## Provided data
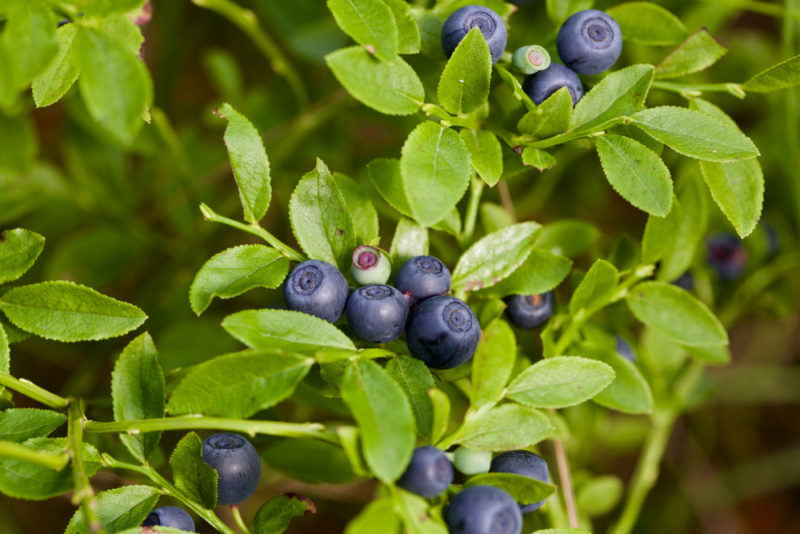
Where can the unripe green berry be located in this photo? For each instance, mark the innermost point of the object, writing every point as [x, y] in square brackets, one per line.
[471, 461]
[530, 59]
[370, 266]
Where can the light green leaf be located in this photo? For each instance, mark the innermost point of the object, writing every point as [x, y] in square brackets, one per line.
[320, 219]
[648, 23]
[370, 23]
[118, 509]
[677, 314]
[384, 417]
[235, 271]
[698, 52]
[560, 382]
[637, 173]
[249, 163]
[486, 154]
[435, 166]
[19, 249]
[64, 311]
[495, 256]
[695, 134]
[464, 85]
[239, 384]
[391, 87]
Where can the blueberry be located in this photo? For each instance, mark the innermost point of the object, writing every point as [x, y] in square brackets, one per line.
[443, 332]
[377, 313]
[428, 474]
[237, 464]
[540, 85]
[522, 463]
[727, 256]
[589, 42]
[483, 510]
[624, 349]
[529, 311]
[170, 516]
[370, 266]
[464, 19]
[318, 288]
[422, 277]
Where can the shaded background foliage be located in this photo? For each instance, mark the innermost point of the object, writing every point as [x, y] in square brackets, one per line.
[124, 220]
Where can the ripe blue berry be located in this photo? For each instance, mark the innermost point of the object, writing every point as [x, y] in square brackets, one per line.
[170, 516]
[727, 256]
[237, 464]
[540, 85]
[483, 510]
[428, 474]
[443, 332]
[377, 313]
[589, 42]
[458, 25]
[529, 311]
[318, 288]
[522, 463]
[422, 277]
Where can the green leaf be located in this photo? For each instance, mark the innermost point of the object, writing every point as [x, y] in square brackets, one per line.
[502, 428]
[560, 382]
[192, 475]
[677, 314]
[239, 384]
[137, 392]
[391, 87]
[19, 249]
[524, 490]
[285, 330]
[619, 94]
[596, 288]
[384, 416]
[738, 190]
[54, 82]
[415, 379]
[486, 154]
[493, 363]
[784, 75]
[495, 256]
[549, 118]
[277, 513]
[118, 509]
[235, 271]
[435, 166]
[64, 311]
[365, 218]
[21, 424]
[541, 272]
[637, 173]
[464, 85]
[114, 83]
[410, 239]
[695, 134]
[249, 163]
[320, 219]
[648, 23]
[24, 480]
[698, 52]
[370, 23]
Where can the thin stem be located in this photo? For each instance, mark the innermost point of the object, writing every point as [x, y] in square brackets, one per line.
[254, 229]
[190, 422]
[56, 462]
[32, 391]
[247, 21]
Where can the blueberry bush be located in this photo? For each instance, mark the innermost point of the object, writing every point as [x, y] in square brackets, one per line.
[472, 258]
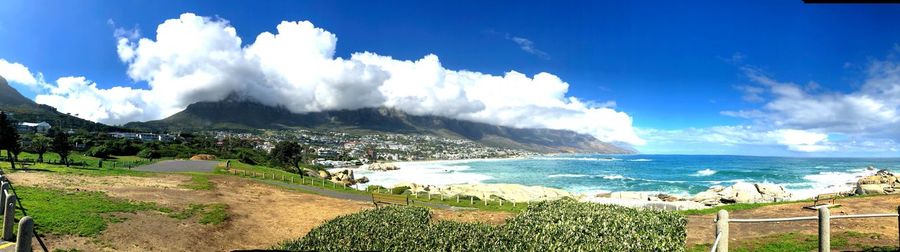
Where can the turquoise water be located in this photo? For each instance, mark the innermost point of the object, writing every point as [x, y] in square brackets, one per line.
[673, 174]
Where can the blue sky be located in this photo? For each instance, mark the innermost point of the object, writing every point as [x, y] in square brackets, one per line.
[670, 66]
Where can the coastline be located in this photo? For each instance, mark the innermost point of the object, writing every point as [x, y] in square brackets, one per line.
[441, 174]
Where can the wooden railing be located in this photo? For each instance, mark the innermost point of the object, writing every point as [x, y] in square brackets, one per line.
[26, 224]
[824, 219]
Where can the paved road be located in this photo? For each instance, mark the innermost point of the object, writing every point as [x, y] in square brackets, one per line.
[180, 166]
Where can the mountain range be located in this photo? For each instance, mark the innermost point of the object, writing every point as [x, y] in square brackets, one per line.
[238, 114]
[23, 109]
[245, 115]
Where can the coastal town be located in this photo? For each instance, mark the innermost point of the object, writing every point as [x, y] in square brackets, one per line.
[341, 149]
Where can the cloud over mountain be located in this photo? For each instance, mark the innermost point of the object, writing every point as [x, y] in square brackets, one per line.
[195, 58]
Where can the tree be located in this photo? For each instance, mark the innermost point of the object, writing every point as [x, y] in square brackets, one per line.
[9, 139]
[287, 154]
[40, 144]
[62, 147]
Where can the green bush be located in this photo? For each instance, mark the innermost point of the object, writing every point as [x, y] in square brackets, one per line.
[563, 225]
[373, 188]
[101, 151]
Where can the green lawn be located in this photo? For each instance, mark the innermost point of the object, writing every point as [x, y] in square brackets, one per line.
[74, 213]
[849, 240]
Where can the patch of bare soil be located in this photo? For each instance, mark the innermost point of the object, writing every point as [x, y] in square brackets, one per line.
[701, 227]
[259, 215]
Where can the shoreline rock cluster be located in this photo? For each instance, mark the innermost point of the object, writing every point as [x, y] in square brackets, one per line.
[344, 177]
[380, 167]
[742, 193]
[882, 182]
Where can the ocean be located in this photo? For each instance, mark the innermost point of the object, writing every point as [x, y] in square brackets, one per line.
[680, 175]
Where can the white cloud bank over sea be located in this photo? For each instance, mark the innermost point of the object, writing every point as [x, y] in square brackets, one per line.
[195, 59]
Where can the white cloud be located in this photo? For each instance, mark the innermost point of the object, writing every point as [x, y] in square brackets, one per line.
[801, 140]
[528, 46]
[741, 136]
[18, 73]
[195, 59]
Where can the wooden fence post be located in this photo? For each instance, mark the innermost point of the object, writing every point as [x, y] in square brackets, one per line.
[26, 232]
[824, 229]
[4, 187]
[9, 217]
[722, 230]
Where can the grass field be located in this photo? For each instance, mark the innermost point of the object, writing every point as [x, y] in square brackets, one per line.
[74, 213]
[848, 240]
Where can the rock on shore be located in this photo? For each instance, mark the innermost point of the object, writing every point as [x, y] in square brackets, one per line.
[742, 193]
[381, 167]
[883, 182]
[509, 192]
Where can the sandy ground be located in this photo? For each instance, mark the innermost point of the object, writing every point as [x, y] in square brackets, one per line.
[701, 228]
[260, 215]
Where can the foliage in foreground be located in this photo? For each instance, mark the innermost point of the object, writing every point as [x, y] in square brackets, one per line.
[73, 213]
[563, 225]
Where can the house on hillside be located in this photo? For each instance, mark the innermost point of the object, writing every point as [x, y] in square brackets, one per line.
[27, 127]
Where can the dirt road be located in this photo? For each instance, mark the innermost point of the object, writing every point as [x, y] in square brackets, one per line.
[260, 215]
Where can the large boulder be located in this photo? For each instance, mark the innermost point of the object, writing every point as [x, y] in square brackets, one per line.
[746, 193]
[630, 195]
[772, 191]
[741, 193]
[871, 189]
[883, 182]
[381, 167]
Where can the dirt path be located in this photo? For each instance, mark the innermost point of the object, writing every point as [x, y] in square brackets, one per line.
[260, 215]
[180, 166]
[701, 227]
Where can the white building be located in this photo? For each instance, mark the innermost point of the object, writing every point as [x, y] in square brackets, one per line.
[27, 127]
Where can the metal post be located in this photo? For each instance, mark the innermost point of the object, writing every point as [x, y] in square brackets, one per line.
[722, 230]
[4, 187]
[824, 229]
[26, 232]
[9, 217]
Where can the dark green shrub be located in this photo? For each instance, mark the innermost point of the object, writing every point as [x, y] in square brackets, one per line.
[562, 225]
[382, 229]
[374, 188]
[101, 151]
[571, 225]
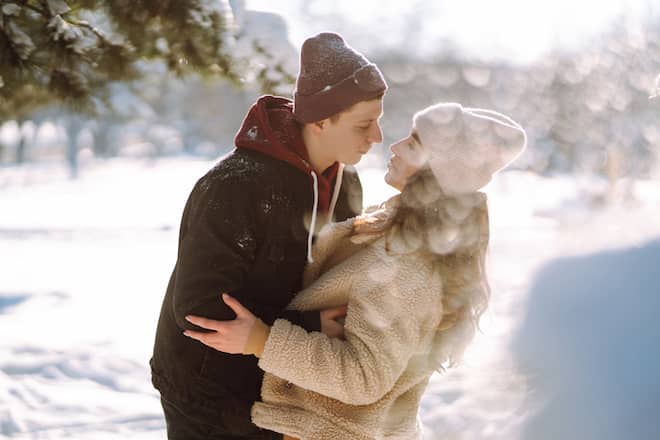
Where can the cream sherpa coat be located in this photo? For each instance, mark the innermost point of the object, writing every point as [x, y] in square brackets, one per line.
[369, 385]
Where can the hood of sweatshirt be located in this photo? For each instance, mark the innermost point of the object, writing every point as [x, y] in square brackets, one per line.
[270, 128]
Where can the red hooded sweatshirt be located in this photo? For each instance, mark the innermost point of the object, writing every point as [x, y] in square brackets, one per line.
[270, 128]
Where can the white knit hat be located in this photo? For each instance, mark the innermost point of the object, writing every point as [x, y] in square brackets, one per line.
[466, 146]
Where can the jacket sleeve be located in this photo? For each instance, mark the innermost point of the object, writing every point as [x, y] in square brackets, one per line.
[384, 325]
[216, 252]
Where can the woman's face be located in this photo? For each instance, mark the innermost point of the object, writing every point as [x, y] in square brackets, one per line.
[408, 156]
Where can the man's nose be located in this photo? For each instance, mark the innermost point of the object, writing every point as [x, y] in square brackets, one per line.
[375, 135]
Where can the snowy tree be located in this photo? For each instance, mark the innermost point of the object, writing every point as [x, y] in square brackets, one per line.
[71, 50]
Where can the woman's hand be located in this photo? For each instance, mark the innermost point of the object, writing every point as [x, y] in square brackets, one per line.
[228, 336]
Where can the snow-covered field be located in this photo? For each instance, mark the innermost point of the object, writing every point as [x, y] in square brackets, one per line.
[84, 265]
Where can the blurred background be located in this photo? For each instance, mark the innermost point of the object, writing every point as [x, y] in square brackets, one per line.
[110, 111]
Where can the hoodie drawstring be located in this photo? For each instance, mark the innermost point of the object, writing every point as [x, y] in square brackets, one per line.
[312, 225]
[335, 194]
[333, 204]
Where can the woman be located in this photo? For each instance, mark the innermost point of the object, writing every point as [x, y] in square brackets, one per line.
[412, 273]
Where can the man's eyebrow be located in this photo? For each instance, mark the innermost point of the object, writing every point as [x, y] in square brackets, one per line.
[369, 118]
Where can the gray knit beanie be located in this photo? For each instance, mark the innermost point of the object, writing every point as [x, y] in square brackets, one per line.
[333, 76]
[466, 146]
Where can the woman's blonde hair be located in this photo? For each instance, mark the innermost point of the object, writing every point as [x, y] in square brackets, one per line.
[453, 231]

## What needs to be done
Transcribe the records above exactly, but only from the line that contains "Where can the woman's hand" through their final line, inclusive.

## The reply
Where can the woman's hand be located in this photo? For each instance, mark the innermost point of the object, writing every point as [x, y] in square brackets, one per line.
[228, 336]
Where can the snow-covered field be located in this photo? For each instance, mark the innermost point of the object, writing every point as [x, y] in square brackets, one per line.
[84, 265]
Where can the blurred background be located in this photo? For each instance, mark the innermost point of the object, writing every point as [x, y] in square brackets, one per line.
[110, 111]
Where can the hoodie drawstring be located in this photo? For each instance, mark the innermost point of the object, writing every point as [x, y] in square brackets, one per line.
[312, 225]
[335, 194]
[333, 204]
Where can the woman be located in this photo? For each instance, mark the innermost point of the object, writing every point as [x, y] in square brackets, one per line.
[412, 273]
Where can the man's eyebrow be located in this photo? For each instance, mark the innermost point of the object, writing every point as [x, y] in square brackets, one per line.
[369, 118]
Where can the gray knit beanie be located in this photo? For each instance, mark the innermost point of the object, writing every point as [x, y] in square brackets, one per line.
[333, 76]
[466, 146]
Where can the woman's blonde hair be located in this photo? For each instance, mark the innermost point of the object, writing every point as [x, y] in square brackets, one per line.
[453, 231]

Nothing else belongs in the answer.